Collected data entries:
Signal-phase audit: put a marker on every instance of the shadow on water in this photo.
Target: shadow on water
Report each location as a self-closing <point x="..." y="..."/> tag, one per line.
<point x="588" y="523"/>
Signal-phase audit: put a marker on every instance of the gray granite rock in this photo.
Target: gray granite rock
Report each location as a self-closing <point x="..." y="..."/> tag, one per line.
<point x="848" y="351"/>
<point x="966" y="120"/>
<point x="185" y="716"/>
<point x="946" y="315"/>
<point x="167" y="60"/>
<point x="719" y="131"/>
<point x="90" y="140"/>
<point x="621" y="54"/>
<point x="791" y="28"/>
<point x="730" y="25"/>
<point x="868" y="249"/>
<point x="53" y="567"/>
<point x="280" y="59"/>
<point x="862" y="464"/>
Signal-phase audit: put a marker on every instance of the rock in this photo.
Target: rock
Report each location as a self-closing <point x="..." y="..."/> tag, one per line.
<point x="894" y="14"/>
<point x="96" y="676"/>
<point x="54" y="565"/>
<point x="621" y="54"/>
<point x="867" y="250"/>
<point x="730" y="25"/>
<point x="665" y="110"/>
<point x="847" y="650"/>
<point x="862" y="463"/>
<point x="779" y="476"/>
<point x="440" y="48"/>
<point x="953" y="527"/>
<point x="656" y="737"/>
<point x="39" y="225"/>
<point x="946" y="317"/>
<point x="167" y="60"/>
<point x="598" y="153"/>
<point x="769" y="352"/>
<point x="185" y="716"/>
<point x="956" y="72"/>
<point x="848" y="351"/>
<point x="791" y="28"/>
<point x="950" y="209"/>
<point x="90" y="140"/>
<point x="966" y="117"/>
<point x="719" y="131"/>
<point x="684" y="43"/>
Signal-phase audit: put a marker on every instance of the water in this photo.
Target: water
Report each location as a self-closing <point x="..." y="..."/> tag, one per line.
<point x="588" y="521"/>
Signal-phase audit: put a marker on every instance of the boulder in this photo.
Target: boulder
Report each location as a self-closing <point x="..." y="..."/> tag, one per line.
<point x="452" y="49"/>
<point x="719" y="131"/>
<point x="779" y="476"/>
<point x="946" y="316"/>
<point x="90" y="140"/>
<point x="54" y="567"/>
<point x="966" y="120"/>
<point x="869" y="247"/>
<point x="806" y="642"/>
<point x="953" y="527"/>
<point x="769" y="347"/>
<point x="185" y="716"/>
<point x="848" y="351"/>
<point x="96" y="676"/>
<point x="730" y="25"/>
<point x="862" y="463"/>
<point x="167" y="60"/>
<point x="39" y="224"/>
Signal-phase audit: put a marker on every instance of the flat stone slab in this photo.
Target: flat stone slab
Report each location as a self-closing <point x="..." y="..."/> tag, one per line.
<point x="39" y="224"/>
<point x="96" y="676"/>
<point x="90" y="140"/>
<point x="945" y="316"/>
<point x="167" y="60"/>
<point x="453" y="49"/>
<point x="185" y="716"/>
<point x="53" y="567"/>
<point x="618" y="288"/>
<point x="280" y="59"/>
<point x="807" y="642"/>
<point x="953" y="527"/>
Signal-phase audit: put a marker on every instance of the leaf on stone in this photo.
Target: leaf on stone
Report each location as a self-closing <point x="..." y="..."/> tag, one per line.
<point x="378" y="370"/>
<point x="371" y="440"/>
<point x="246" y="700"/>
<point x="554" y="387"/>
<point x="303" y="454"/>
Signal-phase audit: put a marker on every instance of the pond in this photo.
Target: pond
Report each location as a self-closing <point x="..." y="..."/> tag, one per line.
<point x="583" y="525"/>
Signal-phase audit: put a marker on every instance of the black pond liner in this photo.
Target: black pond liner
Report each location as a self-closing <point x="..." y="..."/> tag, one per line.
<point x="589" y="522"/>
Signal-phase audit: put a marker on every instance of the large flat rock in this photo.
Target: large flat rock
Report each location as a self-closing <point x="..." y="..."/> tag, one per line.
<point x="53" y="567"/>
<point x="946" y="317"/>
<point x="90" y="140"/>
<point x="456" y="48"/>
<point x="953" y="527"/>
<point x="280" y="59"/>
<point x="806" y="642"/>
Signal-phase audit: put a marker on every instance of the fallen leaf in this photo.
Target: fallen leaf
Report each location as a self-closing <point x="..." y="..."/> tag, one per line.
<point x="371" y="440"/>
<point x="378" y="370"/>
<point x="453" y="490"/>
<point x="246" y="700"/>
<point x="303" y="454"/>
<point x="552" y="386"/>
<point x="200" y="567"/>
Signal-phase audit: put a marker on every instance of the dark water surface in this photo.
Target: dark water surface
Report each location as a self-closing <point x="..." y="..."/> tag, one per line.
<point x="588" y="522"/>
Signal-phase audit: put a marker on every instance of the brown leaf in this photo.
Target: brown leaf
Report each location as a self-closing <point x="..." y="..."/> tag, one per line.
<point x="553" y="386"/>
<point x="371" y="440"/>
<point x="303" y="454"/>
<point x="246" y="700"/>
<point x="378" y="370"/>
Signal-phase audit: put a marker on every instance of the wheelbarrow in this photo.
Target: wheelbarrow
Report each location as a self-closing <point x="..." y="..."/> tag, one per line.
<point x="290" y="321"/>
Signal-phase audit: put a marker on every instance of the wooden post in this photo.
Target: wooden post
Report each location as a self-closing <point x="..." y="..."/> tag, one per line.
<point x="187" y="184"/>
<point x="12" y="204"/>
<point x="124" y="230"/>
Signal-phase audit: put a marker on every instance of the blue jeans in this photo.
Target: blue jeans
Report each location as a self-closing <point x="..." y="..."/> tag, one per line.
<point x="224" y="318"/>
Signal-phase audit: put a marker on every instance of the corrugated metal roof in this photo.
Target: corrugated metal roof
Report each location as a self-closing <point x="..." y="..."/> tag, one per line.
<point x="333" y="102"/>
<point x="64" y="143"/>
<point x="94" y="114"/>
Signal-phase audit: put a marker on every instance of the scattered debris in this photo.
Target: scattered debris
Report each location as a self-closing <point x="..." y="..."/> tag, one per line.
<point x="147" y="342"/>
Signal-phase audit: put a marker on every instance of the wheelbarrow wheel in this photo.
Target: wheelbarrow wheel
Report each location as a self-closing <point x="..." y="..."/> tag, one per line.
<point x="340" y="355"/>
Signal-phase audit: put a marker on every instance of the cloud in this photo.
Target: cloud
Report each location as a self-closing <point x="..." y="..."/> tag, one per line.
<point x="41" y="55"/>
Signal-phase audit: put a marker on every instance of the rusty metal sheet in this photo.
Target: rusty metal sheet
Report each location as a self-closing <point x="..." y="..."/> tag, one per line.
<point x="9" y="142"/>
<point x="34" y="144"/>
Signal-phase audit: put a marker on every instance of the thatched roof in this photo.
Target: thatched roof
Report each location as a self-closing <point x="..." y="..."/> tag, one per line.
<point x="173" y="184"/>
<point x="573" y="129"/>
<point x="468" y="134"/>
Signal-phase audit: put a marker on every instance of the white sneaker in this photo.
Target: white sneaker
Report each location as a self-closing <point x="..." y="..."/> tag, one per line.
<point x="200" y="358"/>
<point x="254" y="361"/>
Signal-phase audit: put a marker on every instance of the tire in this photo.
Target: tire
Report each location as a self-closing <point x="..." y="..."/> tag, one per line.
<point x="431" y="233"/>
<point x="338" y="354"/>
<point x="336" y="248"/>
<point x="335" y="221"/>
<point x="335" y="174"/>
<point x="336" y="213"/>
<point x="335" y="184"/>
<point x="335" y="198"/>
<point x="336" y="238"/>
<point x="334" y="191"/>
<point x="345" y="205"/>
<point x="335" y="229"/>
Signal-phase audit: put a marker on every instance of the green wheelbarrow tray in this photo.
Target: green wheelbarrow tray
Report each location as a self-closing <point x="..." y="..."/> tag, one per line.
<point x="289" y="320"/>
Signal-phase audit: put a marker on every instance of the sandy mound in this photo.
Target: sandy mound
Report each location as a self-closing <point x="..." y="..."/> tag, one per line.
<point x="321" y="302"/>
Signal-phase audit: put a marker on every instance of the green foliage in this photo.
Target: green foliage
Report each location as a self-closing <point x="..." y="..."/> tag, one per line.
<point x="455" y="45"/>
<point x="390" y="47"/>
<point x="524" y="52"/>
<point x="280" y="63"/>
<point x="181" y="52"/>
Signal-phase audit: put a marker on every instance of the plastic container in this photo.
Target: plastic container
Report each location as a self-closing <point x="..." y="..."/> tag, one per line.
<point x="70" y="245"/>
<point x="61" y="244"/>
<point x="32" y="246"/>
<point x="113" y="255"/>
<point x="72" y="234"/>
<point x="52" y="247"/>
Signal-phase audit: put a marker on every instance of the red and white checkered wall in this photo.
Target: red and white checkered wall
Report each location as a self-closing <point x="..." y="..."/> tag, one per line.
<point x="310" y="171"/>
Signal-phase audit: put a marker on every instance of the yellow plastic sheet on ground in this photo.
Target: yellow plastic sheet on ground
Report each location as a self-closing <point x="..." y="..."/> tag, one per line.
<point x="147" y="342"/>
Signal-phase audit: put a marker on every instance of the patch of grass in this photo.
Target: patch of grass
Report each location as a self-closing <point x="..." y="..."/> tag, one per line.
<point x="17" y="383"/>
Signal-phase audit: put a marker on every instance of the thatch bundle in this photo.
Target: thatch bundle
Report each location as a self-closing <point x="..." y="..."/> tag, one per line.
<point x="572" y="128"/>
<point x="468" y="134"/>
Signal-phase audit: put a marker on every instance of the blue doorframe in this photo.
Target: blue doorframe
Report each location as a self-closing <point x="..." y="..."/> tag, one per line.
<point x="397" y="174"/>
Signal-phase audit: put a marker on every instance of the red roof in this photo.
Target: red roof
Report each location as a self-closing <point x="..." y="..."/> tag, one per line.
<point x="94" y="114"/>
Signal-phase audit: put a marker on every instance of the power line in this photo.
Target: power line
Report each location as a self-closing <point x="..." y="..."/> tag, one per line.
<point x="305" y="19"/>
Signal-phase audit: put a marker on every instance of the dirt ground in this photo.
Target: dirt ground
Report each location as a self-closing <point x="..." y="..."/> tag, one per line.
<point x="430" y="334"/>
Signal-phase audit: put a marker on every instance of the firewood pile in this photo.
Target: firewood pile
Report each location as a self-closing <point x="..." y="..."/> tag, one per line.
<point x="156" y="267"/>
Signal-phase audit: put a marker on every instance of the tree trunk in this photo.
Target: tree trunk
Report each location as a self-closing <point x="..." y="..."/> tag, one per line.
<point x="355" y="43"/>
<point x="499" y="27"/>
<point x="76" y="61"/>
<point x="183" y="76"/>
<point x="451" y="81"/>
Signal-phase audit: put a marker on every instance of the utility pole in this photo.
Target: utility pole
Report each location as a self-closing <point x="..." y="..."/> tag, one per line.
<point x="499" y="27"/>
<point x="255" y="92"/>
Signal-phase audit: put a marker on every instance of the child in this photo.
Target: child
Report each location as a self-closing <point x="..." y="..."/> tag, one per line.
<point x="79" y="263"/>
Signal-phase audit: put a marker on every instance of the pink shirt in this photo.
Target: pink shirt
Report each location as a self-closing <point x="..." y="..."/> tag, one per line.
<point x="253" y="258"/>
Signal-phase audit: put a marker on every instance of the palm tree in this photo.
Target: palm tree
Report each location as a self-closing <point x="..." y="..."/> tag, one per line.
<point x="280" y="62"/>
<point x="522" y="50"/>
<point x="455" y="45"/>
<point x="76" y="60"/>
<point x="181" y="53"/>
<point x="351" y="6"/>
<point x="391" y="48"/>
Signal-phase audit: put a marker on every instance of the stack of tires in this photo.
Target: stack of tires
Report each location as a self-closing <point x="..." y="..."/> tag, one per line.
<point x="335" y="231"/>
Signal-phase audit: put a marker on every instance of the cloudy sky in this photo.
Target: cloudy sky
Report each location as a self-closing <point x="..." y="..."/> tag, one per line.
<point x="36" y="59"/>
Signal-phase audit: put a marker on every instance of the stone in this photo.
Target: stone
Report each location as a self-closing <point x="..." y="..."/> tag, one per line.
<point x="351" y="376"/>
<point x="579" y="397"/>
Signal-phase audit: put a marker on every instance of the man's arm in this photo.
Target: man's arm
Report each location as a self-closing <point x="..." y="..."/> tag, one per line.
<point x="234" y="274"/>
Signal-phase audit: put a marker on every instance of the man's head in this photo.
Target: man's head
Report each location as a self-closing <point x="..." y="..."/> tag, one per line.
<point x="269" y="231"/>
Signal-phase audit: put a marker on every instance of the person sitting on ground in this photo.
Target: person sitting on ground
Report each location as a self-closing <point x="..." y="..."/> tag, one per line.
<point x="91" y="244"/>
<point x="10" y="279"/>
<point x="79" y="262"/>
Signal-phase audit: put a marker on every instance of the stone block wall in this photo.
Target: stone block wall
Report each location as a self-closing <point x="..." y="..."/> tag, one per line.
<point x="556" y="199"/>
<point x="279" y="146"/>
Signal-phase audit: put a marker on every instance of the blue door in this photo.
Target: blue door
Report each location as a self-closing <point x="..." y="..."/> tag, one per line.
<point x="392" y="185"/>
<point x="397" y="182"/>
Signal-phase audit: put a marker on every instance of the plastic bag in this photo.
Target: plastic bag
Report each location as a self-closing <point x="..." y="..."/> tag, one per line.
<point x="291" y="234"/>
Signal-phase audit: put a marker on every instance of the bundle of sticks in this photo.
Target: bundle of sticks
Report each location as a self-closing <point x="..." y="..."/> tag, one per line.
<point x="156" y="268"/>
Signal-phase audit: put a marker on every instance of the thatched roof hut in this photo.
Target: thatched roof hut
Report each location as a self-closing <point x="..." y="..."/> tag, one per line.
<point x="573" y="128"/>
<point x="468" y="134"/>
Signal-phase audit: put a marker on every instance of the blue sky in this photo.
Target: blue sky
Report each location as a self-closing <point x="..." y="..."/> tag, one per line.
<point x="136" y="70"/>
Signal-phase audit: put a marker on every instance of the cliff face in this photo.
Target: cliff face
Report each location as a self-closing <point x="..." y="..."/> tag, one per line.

WORK ORDER >> Report, from the entries above, each line where "liner" is found.

ANSWER >>
Signal-phase audit: put a marker on every instance of the black pond liner in this photo.
Target: black pond liner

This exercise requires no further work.